* DIRECTIONS FOR THIS TASK *
Can you reproduce every line in the stretch from the start of the records through the line containing "point(270, 212)", requests included, with each coordinate in the answers shifted by -122?

* RECORDED INFORMATION *
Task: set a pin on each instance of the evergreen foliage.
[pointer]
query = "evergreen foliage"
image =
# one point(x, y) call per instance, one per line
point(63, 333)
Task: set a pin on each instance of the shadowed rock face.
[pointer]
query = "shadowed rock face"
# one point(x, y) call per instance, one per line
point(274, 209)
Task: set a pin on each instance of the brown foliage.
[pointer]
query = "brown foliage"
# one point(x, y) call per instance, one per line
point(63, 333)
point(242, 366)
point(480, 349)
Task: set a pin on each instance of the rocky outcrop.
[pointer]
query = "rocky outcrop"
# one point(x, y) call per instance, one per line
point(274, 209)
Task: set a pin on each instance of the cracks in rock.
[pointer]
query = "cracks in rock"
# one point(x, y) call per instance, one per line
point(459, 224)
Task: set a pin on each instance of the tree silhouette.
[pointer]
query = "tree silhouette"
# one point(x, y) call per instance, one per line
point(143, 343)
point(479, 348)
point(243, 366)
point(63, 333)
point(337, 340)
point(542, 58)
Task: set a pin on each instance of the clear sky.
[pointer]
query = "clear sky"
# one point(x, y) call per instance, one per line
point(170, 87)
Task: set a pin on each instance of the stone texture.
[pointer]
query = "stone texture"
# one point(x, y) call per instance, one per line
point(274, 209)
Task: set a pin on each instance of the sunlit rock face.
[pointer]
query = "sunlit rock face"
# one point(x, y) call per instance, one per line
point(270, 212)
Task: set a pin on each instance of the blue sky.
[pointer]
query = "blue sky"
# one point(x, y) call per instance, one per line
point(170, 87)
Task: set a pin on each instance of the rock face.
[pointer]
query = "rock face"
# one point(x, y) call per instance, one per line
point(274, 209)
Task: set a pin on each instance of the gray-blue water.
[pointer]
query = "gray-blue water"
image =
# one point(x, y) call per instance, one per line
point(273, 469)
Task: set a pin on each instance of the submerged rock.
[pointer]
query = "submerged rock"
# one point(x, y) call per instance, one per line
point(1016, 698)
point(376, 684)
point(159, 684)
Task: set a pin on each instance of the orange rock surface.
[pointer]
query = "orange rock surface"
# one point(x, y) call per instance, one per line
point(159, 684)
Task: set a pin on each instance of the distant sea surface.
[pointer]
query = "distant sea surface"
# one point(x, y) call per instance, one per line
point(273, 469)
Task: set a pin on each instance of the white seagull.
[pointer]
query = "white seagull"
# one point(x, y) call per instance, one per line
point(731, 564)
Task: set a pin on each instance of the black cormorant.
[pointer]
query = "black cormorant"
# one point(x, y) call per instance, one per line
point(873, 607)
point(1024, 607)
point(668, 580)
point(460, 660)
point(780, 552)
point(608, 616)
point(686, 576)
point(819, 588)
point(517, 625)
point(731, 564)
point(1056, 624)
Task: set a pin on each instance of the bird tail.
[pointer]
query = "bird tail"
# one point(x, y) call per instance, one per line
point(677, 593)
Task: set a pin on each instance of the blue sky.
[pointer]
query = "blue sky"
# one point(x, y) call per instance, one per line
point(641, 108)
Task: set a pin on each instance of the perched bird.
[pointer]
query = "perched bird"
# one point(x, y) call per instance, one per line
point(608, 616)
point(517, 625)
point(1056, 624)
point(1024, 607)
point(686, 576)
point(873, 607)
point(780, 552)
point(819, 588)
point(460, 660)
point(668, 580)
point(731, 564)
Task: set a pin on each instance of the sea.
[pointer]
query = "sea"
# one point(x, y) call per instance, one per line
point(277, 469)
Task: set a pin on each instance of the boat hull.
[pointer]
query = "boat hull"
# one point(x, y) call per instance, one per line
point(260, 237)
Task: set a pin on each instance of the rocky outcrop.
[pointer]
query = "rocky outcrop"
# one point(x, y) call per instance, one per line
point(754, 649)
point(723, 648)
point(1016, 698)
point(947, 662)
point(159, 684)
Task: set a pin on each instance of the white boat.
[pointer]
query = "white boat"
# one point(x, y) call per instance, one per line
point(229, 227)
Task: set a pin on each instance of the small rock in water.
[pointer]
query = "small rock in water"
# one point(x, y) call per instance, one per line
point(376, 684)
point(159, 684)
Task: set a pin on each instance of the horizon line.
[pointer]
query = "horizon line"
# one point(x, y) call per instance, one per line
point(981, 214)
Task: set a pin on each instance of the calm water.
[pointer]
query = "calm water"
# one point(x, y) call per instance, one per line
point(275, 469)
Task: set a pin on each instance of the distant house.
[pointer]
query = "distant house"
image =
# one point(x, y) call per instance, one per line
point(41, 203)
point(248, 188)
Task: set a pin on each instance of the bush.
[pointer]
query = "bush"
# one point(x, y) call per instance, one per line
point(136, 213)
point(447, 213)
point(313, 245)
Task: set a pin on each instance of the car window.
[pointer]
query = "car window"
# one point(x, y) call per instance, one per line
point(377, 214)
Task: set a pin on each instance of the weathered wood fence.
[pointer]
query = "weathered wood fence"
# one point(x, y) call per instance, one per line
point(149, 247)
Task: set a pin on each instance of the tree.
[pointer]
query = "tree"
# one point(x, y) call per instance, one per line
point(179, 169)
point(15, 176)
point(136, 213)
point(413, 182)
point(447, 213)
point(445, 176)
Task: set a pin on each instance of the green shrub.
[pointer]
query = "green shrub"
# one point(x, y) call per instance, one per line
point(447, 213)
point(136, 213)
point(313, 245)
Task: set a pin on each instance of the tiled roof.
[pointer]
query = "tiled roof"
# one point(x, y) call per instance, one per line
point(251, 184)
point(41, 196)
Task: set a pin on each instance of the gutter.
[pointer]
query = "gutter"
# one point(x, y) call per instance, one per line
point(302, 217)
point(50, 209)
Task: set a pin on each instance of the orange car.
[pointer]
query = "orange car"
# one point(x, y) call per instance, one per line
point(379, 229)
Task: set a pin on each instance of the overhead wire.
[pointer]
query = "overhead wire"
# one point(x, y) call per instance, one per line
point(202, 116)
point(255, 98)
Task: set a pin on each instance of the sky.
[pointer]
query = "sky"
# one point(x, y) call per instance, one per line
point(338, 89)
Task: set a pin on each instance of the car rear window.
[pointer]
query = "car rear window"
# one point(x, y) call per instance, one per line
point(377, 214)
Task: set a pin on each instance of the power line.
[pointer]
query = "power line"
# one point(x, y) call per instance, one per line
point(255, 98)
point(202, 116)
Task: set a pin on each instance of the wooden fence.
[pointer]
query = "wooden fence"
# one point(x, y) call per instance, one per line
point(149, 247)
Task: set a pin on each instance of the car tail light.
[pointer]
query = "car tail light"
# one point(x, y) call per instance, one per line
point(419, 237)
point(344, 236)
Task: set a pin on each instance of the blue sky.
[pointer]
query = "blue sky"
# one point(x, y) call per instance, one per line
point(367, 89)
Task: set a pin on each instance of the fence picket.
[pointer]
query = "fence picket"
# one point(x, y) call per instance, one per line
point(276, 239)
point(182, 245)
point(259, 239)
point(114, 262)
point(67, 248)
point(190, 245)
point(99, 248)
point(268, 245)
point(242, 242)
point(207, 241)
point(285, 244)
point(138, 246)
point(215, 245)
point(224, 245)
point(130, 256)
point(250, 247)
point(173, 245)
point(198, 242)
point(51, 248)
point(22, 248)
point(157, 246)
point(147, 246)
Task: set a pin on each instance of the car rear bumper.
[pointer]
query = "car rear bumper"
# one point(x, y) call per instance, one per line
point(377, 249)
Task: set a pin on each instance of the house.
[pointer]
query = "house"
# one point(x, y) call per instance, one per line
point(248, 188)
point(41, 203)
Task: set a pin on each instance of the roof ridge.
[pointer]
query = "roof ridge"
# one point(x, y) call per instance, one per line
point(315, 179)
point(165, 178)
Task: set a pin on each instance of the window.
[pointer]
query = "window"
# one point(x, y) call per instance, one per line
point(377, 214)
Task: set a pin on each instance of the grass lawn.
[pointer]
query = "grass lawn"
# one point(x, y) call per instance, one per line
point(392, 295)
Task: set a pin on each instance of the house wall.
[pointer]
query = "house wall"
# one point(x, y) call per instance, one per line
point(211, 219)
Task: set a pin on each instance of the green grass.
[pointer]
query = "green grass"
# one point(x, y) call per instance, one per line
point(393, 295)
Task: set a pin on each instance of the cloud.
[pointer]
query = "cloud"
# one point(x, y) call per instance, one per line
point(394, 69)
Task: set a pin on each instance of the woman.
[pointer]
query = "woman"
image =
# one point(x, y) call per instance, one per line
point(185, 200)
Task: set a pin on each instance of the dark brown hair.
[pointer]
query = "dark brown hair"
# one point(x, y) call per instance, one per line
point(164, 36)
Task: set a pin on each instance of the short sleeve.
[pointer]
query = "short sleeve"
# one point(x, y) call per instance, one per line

* PROBLEM SOLUTION *
Task: set a pin on each instance of the evergreen foliage.
[pointer]
query = "evergreen foliage"
image =
# one point(x, y) call per instance, one per line
point(-59, 211)
Task: set a pin on each instance of the shadowed rock face.
[pointer]
query = "shadowed rock face"
# one point(x, y) call per instance, one per line
point(152, 87)
Task: set a pin on each instance of the brown foliage.
[pointer]
query = "brown foliage"
# one point(x, y) call per instance, one per line
point(-59, 211)
point(120, 244)
point(358, 227)
Task: set a pin on each instance of the rocky outcrop.
[pointer]
query = "rocky outcrop"
# one point(x, y) call per instance, one per line
point(152, 87)
Task: set a pin on each instance of the cracks in rock.
[pointer]
query = "cracks in rock"
# one point(x, y) call per instance, one per line
point(337, 102)
Task: set a pin on each instance of the tree silhouette.
[pointer]
query = "tree silhouette"
# one point(x, y) call per instance, one per line
point(21, 221)
point(357, 226)
point(121, 244)
point(-59, 211)
point(215, 218)
point(420, -64)
Task: set a pin on each instance of the clear sky.
[pointer]
query = "clear sky"
# one point(x, y) call per instance, one per line
point(48, -35)
Task: set a pin on each instance of the stone texture.
[pointer]
query = "stone texture"
# one point(x, y) call per instance, one per line
point(152, 87)
Task: set a pin on each instance of the sunlit rock face.
[pointer]
query = "sunlit rock face"
# one point(x, y) call per instance, one per line
point(148, 90)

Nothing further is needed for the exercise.